What to produce >>
Pull each line containing "wooden" from the data.

Extracted data below:

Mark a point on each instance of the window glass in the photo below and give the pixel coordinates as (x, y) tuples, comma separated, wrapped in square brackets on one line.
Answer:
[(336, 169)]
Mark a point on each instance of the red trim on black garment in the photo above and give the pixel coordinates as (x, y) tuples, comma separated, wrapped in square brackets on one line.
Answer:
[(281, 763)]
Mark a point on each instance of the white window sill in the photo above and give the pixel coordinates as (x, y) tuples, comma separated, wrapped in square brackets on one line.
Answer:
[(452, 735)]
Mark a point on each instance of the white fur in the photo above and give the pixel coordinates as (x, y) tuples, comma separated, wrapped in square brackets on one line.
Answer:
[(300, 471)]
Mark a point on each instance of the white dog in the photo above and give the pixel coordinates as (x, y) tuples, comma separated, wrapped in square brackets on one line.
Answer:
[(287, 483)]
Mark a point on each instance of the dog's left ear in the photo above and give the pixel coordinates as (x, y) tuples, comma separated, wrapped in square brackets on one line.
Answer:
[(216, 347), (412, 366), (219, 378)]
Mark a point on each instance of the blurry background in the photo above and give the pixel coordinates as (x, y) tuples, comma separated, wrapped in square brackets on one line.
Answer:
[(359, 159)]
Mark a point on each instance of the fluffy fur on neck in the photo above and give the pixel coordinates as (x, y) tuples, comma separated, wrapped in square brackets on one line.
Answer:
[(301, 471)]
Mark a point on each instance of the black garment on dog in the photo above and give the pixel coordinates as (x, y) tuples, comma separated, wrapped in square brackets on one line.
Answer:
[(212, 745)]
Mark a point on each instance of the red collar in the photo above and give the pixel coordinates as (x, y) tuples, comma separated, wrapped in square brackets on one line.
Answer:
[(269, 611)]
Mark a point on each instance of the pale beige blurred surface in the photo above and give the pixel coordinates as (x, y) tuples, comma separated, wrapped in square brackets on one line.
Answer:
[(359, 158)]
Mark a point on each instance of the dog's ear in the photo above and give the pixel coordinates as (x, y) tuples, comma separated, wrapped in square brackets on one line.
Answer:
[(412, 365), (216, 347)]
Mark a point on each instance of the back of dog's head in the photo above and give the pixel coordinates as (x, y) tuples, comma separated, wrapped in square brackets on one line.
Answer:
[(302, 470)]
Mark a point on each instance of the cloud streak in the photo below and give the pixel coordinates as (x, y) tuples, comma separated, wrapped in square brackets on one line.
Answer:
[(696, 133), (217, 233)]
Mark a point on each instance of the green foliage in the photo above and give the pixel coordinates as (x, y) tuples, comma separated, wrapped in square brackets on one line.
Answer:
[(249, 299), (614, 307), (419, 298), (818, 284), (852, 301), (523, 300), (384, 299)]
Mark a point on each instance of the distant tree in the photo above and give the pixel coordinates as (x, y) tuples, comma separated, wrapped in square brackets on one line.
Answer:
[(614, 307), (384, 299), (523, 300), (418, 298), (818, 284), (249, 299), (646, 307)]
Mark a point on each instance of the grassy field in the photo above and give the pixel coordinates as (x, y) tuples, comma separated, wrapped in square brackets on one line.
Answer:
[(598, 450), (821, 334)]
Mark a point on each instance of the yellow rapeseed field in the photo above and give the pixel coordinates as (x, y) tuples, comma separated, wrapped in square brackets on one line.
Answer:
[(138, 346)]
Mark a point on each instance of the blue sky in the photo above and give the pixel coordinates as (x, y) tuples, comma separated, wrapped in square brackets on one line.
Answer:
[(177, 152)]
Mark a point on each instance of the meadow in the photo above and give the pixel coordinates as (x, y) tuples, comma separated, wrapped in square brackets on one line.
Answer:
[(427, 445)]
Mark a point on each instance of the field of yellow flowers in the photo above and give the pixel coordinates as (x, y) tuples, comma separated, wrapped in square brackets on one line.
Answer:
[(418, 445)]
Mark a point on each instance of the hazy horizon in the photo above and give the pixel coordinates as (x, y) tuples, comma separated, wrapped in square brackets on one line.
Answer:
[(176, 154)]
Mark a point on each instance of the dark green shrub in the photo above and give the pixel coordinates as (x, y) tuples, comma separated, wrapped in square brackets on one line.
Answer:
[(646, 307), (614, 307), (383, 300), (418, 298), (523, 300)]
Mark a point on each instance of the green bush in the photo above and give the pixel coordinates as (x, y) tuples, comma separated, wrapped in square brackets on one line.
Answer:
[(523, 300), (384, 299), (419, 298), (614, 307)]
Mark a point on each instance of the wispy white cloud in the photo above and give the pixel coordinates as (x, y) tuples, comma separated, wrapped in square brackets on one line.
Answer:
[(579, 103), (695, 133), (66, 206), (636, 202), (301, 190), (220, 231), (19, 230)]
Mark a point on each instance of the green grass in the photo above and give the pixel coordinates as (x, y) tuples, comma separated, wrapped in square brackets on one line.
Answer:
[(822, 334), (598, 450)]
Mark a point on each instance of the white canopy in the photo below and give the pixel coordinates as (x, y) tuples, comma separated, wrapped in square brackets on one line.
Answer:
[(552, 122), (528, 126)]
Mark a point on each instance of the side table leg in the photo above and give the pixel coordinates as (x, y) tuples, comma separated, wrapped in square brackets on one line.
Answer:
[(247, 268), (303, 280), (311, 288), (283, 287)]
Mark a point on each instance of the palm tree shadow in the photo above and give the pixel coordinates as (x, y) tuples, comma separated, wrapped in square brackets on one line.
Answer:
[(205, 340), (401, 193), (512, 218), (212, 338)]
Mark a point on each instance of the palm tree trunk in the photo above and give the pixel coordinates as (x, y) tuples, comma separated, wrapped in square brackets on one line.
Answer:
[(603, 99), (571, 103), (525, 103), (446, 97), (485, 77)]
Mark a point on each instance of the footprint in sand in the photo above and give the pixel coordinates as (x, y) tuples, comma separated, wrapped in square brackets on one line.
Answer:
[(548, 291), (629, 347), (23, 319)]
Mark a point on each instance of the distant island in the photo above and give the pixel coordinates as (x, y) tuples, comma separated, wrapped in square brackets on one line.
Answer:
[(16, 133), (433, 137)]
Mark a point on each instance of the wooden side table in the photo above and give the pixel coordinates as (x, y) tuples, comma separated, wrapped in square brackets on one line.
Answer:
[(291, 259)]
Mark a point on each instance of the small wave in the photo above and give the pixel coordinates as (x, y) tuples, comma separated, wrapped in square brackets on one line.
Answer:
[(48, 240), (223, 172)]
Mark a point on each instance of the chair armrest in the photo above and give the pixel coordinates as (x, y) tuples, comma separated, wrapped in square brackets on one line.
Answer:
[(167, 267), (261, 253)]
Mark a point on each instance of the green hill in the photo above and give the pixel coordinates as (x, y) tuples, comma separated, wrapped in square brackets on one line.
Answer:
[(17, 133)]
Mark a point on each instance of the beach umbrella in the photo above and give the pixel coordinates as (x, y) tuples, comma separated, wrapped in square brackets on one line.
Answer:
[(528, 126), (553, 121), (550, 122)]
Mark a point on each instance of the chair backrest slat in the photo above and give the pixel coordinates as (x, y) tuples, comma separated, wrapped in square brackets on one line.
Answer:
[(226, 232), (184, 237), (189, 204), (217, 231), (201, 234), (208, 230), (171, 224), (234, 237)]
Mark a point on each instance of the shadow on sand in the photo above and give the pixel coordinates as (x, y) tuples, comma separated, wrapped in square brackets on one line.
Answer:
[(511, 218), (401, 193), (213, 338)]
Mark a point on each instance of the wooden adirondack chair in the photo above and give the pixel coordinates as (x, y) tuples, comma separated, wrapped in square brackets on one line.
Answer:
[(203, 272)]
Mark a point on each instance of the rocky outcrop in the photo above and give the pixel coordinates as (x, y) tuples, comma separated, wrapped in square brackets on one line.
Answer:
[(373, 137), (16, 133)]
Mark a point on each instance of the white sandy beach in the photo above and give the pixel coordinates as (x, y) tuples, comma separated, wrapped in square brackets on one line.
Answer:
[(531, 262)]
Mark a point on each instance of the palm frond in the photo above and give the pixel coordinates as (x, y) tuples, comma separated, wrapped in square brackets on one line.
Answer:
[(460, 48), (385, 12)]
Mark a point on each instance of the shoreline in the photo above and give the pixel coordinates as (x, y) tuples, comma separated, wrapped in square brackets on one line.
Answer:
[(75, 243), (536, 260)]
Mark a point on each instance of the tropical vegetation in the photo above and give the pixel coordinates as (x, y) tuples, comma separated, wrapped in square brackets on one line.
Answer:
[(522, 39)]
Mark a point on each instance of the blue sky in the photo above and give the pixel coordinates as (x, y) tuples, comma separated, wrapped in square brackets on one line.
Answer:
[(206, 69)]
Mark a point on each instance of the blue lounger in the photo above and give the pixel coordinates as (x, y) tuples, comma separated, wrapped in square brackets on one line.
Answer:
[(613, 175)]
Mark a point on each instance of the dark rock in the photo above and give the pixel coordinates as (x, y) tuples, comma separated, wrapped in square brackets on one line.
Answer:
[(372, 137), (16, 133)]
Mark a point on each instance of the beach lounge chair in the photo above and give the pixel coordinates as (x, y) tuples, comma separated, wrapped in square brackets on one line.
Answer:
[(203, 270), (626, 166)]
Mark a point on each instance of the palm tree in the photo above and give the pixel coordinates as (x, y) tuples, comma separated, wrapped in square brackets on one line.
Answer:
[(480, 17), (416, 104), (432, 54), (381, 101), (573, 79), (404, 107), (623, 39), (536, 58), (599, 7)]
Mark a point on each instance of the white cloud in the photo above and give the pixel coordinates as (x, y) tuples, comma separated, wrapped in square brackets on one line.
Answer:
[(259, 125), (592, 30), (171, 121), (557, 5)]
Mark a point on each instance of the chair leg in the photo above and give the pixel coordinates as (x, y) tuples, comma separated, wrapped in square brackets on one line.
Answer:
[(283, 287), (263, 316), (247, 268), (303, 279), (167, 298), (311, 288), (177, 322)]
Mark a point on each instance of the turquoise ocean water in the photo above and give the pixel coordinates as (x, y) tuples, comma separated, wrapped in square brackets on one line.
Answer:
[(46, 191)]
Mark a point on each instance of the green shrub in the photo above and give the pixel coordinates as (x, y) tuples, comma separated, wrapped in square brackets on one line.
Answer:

End of Extracted data.

Answer to the exercise >>
Mark a point on each instance of the wooden side table in the photo above and give the pixel coordinates as (x, y) tuples, comma separated, wrapped in square brackets on one line.
Mark a point on each instance of the wooden adirondack chair in the photo above and give the pixel coordinates as (x, y) tuples, comma separated, wrapped in square brackets on one line.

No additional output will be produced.